Ausgewählter Textauszug:
%%

Die bisherigen Versuche des IWF, durch Genehmigung großer Kreditsummen für staatliche Beschäftigungsprogramme wie in Indonesien und Thailand die soziale Situation zu entschärfen, sei jedenfalls gründlich mißlungen. In Thailand fanden nur sieben Prozent der Arbeitslosen, in Indonesien (optimistisch geschätzt) zehn Prozent einen neuen, vom Staat finanzierten Arbeitsplatz. Als einen ersten Schritt für soziale Verbesserungen schlägt die ILO daher den Aufbau einer wirksamen Arbeitslosenversicherung vor.

Die Einführung neuer sozialer Sicherheitssysteme sei auch bezahlbar. Bei einem Bruttoinlandsprodukt pro Kopf, das größer ist als in einigen OECD-Staaten, steht das für die ILO außer Frage. Die ILO-Ökonomen haben nachgerechnet: Sozialabgaben der Beschäftigten in Höhe von nur 0,4 Prozent der Löhne würden ausreichen, um entlassenen ArbeiterInnen zumindest ein Jahr lang staatliche Unterstützung zu garantieren.

Eine weitere Bedingung für ein neues Sozialsystem in den angeschlagenen Tigerstaaten sieht die ILO in der Respektierung von gewerkschaftlichen Zusammenschlüssen der Arbeitnehmer. Den Einwand, ein solcher Vorschlag sei zu stark an westlichen Denkschemata orientiert und unvereinbar mit "asiatischen Werten", läßt die ILO nicht gelten. Eine besondere Loyalität gegenüber Staat und Betrieb anstelle des Beharrens auf individuellen Bürgerrechten ließe sich aus der asiatischen Tradition nicht ableiten. Der Vorrang allgemeiner vor den individuellen Rechten sei der Bevölkerung von autoritären Regierungen aufgezwungen worden.

Das Philosophieren über die "asiatischen Werte" - zumindest bis vor zwei Jahren ein Standard in Fortbildungsveranstaltungen für Manager - entpuppt sich also als Schützenhilfe für die Unterdrückung der unter der Asien-Krise leidenden Bevölkerung.

Wie weit die Tigerstaaten von einem neuen Gesellschaftsvertrag nach den Vorstellungen der ILO entfernt sind, zeigte sich zuerst brutal in diesem Sommer auf dem Firmengelände der Hyundai-Werke in Südkorea: Erst durch die Drohung mit einem Militäreinsatz schaffte es die südkoreanische Regierung, einen Streik der Hyundai-Arbeiter gegen Massenentlassungen aufzulösen.

%%

Inhalt der Datensätze:

%%

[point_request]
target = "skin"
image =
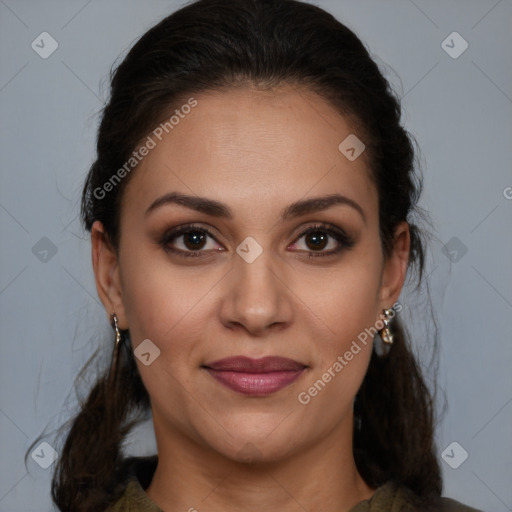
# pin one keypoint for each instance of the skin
(257, 152)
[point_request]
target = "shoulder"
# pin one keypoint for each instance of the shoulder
(392, 497)
(450, 505)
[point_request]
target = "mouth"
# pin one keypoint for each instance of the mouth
(255, 377)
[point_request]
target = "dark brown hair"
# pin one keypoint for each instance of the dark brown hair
(209, 45)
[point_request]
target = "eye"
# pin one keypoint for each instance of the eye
(192, 241)
(188, 241)
(322, 236)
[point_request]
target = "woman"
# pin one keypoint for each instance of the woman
(250, 216)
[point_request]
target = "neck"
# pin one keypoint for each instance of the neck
(321, 477)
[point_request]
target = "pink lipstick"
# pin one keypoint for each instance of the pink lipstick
(255, 377)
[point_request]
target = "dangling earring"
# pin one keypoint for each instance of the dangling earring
(385, 333)
(115, 354)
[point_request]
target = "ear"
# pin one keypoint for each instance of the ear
(106, 272)
(395, 267)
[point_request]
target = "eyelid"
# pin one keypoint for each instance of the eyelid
(342, 238)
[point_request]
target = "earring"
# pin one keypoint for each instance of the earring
(385, 333)
(115, 354)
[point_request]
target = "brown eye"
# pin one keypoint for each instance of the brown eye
(194, 240)
(321, 237)
(189, 241)
(316, 240)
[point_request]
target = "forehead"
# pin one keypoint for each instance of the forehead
(246, 146)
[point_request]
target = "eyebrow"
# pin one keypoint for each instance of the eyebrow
(217, 209)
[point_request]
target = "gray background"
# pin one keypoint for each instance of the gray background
(459, 109)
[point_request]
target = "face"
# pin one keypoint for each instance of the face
(263, 271)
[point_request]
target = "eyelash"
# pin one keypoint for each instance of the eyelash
(344, 241)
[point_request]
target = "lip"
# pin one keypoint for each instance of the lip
(255, 377)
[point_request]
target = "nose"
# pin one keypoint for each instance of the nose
(257, 296)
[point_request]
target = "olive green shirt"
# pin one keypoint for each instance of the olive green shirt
(387, 498)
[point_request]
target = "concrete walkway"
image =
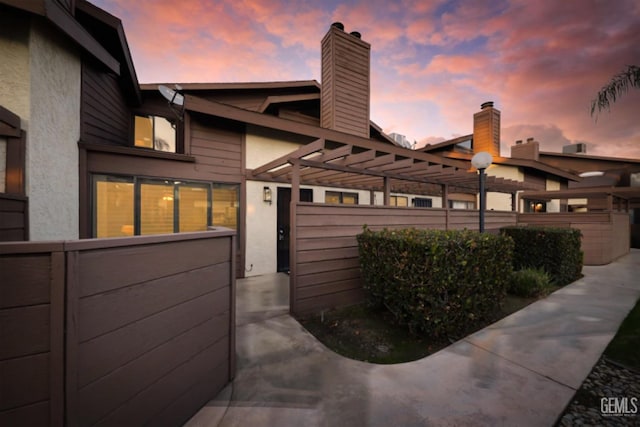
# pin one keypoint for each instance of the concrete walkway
(522, 370)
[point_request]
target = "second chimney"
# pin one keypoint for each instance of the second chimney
(486, 130)
(345, 94)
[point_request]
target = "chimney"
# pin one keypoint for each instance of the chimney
(529, 150)
(345, 82)
(486, 130)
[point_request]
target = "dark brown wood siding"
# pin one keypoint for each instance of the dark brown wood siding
(325, 267)
(14, 218)
(605, 235)
(105, 116)
(149, 324)
(31, 333)
(217, 147)
(345, 83)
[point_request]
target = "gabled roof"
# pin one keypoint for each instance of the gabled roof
(446, 144)
(239, 85)
(97, 32)
(310, 91)
(65, 22)
(344, 160)
(508, 161)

%%

Ihre Aufgaben:
1. Welcher Anteil der Arbeitslosen fand laut dem Textauszug in Thailand einen neuen, vom Staat finanzierten Arbeitsplatz?
2. Wie lautet der folgende Satz aus dem Textauszug auf Englisch: „Als einen ersten Schritt für soziale Verbesserungen schlägt die ILO daher den Aufbau einer wirksamen Arbeitslosenversicherung vor.“?
Die Datensätze spielen hierfür keine Rolle.

Lösungen:
1. Sieben Prozent.

2. As a first step toward social improvements, the ILO therefore proposes establishing an effective unemployment insurance system.